### Work to be completed
Extend the commentary on fitness and the lack of open space in India, starting after its final sentence.
[Text under study — start]
In August, around the time Prime Minister Narendra Modi launched yet another glitzy campaign—the Fit India Movement—the University Grants Commission asked colleges to motivate their staff and students to walk 10,000 steps every day. The notice didn’t specify where they should walk or how they should navigate the potholed roads, the toxic air or the lack of open spaces around them.

Celebrities have gotten off easy by posting fitness videos on social media since 2018 to help Modi “motivate" the country to get moving. I wonder why nobody in the government thought to ask them to show their support by sponsoring a park or some public park equipment instead?

Why did the prime minister choose to focus on fitness over health? Could it be because fitness can be showcased in a viral celebrity video while health includes in its ambit problematic indicators such as tobacco use, high blood pressure, obesity, availability of clean water, life expectancy and malnutrition? India ranked 120 out of 169 in Bloomberg’s Global Health Index 2019. The annual ranking takes into account the factors listed above to measure the world’s healthiest and unhealthiest countries. Union health ministry data released last month confirms that non-communicable diseases such as hypertension, diabetes and cancer are rising rapidly.

At the heart of our inactivity lies the lack of space to be active. If you are as old as me, you will remember how big corporations and politicians colluded to find a loophole in the “one-third formula" in the sale of Mumbai’s mill lands that stretched languorously across an enviable 600 acres in the heart of the city. One-third of the land was meant to be kept aside to create open spaces; it eventually ended up being a fraction of what was originally mandated. In a city where a few square feet of space has the potential to make its owner a millionaire, fitness is a privilege only the rich can afford.
[Text under study — finish]
[Supplied material — start]
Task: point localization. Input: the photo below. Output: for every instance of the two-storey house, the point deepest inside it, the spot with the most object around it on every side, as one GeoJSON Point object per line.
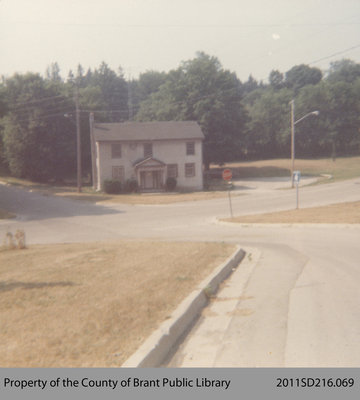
[Supplied material — finish]
### Response to the task
Smaller open spaces are usurped in our cities every day. As I write this, residents in Hiriyadka village in Udupi are upset because the district administration has, without warning, turned their only sports ground, Gandhi Maidan, into a fenced space to stock sand. We are all too familiar with versions of this same story playing out in our neighbourhoods. The proposal to construct a new high-rise building in Cubbon Park has enraged walkers.

“Fitness is zero per cent investment with infinite returns," Modi said at the launch of Fit India. Zero investment in our fitness, it could be argued, has been the attitude of every political party in power in India.

In fact, fitness is an investment that governments across the world take seriously. Even the small contribution that many city corporations and district administrations have made in the now ubiquitous open-air gyms in our parks have been a huge hit. Who hasn’t seen a middle-aged woman in a sari or a burqa enthusiastically use the air walkers and twisters? There’s often a queue to use the equipment.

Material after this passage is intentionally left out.